## TO DO
The line containing "Query: autumn tree" marks where copying starts, so set down that line and each one after it exactly, through the end of the records.

Natural-language object grounding data:

======

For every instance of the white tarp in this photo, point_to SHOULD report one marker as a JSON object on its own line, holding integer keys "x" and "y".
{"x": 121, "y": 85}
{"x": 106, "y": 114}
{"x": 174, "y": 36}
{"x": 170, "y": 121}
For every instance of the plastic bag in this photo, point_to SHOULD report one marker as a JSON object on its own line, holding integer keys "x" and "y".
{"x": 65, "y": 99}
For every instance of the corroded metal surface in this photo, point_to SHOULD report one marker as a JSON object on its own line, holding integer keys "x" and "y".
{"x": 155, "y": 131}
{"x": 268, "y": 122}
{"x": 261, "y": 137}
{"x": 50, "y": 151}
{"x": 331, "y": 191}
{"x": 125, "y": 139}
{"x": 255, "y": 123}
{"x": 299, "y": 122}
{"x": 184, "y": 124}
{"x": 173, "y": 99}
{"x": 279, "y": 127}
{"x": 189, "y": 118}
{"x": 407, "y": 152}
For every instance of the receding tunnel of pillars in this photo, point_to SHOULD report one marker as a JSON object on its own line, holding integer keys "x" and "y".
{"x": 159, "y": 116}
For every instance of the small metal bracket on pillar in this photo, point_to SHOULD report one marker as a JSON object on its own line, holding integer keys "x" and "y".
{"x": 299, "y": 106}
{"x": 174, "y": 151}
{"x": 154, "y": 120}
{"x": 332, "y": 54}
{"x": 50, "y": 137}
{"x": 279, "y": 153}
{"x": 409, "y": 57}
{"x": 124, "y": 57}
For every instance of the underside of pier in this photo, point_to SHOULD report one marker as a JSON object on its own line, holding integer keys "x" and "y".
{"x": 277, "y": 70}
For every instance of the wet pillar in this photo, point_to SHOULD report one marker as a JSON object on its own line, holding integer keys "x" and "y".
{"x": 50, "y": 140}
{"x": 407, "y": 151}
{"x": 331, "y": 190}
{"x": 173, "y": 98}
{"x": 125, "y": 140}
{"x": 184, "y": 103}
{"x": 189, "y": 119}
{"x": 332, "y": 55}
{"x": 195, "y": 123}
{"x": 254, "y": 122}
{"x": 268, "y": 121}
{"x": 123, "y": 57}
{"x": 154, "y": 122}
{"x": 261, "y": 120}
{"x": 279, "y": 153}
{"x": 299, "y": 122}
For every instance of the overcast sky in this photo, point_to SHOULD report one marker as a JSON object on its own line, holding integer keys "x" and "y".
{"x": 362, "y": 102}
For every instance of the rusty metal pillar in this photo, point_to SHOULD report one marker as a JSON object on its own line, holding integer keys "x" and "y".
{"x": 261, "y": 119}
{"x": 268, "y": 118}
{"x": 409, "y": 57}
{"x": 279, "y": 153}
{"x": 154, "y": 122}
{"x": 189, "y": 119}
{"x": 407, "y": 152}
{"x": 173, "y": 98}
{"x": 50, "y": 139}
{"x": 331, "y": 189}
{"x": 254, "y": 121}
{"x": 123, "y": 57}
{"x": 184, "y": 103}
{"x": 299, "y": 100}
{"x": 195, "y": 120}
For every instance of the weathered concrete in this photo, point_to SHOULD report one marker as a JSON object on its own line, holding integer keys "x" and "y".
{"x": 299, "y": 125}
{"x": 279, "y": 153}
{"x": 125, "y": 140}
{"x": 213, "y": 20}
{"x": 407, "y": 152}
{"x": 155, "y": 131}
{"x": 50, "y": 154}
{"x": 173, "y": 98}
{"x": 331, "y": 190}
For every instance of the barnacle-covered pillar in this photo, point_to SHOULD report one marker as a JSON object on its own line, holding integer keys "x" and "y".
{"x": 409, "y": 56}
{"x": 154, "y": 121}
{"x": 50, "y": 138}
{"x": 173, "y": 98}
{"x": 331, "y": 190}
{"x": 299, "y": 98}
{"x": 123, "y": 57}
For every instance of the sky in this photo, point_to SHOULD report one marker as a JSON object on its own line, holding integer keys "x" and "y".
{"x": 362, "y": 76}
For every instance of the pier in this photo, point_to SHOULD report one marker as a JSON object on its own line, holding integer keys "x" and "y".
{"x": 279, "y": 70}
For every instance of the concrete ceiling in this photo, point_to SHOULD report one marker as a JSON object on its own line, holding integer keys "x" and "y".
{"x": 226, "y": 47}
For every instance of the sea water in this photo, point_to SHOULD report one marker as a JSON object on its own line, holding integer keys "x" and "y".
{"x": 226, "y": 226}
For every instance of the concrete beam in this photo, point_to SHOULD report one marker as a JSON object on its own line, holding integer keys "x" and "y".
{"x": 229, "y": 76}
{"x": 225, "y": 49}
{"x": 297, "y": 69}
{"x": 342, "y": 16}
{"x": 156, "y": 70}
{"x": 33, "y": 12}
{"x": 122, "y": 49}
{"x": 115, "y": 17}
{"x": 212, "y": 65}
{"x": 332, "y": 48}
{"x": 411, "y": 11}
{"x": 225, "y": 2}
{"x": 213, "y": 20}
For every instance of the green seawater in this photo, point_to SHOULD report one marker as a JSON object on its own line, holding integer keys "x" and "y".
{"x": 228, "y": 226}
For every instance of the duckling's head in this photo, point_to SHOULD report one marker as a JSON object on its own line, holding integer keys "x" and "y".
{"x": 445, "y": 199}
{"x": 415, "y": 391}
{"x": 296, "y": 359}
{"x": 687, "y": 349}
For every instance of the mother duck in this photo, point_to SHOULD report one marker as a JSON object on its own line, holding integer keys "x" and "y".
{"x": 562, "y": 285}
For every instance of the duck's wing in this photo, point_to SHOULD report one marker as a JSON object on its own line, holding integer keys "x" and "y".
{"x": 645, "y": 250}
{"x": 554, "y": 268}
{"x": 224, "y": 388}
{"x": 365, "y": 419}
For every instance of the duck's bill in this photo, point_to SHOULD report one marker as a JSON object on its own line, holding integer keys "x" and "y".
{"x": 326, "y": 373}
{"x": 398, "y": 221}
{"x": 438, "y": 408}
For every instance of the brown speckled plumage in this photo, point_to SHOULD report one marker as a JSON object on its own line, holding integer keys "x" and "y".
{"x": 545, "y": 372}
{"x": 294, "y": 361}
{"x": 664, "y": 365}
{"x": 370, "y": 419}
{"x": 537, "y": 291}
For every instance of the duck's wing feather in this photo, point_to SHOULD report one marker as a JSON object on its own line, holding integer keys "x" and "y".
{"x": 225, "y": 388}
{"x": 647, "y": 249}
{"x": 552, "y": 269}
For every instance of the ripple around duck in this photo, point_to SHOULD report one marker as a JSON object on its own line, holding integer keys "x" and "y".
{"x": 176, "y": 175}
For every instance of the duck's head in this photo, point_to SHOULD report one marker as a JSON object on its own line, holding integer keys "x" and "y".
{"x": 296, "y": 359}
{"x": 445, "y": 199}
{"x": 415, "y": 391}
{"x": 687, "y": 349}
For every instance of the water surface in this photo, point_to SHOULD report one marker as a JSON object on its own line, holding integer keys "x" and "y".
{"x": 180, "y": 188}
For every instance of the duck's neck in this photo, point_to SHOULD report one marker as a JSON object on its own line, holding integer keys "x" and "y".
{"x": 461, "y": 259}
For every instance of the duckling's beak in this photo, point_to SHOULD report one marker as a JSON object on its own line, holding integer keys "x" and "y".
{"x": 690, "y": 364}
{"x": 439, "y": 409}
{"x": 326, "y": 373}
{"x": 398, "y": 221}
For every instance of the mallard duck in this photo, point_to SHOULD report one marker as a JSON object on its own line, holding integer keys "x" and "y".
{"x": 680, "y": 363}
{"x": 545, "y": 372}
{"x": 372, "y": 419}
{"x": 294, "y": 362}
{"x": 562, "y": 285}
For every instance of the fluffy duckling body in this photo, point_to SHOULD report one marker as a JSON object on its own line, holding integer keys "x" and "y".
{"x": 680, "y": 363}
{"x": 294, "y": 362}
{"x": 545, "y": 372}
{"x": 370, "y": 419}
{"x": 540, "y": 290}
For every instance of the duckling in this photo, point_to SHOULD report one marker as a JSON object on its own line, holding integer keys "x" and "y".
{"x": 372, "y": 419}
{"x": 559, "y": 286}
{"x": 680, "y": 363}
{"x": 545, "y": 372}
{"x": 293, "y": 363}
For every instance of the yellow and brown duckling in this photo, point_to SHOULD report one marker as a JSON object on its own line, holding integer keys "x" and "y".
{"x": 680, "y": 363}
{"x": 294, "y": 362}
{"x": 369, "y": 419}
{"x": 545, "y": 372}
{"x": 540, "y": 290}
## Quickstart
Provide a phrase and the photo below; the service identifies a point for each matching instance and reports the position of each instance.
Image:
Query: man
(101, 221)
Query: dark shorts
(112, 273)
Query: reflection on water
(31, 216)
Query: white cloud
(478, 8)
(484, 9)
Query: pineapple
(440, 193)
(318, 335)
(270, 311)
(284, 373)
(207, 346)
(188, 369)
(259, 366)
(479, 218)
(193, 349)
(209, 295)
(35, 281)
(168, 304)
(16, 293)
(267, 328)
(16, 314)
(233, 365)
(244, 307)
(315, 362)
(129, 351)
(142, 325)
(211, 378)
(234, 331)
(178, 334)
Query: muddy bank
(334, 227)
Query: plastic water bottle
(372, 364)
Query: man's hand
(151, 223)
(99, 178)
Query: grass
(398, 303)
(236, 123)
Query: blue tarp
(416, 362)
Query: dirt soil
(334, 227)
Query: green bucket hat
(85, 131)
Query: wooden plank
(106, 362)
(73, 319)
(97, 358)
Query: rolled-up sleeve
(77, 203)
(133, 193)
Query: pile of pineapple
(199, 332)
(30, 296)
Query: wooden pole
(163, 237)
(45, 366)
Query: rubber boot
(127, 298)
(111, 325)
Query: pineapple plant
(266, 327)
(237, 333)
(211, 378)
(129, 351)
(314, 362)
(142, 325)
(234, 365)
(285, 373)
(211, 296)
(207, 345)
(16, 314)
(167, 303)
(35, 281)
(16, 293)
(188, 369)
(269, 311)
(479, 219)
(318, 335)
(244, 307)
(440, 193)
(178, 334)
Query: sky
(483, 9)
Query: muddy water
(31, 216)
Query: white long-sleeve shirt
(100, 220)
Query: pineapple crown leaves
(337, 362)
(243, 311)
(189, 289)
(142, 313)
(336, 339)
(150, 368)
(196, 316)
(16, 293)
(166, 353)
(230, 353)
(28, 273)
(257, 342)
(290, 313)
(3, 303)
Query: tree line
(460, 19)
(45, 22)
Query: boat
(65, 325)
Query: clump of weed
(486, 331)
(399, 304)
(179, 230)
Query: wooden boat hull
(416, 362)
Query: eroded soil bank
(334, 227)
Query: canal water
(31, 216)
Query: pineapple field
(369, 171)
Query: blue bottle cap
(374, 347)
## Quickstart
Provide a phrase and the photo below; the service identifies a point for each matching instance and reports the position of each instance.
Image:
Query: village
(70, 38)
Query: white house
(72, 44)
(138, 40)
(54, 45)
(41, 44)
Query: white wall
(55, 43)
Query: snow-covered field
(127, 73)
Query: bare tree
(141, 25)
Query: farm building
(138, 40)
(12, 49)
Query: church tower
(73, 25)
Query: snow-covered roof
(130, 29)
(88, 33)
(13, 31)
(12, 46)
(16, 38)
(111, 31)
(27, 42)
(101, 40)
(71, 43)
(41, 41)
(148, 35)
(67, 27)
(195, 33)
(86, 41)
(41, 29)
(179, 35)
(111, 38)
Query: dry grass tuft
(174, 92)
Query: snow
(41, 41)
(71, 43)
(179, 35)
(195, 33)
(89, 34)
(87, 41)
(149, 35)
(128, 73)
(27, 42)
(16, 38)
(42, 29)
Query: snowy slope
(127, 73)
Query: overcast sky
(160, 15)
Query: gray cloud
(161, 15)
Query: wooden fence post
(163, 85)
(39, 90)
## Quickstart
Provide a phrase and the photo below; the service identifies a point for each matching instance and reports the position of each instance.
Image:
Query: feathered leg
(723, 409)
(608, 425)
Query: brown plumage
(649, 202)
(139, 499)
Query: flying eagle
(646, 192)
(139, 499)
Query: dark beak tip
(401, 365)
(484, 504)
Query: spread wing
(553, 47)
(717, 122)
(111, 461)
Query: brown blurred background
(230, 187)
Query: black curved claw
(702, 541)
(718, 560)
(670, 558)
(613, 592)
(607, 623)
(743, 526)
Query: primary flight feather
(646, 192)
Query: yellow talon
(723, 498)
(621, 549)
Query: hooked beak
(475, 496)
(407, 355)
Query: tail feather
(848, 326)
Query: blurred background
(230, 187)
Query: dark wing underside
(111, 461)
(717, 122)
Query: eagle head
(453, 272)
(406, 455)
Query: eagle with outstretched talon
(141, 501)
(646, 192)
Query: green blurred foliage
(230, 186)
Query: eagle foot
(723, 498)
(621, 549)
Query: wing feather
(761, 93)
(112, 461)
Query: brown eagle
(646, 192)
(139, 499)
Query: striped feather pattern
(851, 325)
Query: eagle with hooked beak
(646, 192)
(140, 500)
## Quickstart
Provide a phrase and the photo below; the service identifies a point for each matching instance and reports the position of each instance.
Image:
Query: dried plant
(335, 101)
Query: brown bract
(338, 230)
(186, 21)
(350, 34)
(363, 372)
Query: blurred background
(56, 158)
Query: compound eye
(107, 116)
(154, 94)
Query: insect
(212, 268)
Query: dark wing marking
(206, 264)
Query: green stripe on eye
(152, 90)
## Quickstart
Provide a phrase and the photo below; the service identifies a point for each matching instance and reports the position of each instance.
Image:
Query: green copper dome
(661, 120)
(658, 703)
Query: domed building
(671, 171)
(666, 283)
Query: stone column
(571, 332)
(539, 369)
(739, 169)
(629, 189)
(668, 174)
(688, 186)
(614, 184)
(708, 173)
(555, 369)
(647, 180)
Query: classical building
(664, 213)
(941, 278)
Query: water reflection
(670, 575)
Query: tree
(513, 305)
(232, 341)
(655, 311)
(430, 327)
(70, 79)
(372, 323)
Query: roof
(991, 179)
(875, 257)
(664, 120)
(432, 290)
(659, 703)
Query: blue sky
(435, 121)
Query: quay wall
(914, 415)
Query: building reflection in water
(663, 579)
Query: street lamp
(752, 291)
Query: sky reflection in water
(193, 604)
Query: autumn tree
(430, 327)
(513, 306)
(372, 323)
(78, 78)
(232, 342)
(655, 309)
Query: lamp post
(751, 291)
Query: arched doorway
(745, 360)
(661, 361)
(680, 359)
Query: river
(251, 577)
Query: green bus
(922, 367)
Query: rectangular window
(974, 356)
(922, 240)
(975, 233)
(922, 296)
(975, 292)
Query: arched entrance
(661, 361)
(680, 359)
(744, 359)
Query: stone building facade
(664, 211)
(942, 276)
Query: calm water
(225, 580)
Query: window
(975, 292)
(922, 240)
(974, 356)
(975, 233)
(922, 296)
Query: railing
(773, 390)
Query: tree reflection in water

======

## ANSWER TO THIS TASK
Query: autumn tree
(430, 327)
(513, 306)
(372, 323)
(78, 78)
(232, 342)
(655, 309)
Query: lamp post
(751, 291)
Query: arched doorway
(745, 360)
(661, 361)
(680, 359)
Query: river
(251, 577)
Query: green bus
(922, 367)
Query: rectangular window
(974, 356)
(922, 240)
(975, 233)
(922, 296)
(975, 292)
Query: arched entrance
(661, 361)
(680, 359)
(744, 359)
Query: stone building facade
(664, 211)
(942, 276)
Query: calm water
(225, 580)
Query: window
(975, 292)
(922, 240)
(974, 356)
(975, 233)
(922, 296)
Query: railing
(773, 390)
Query: tree reflection in water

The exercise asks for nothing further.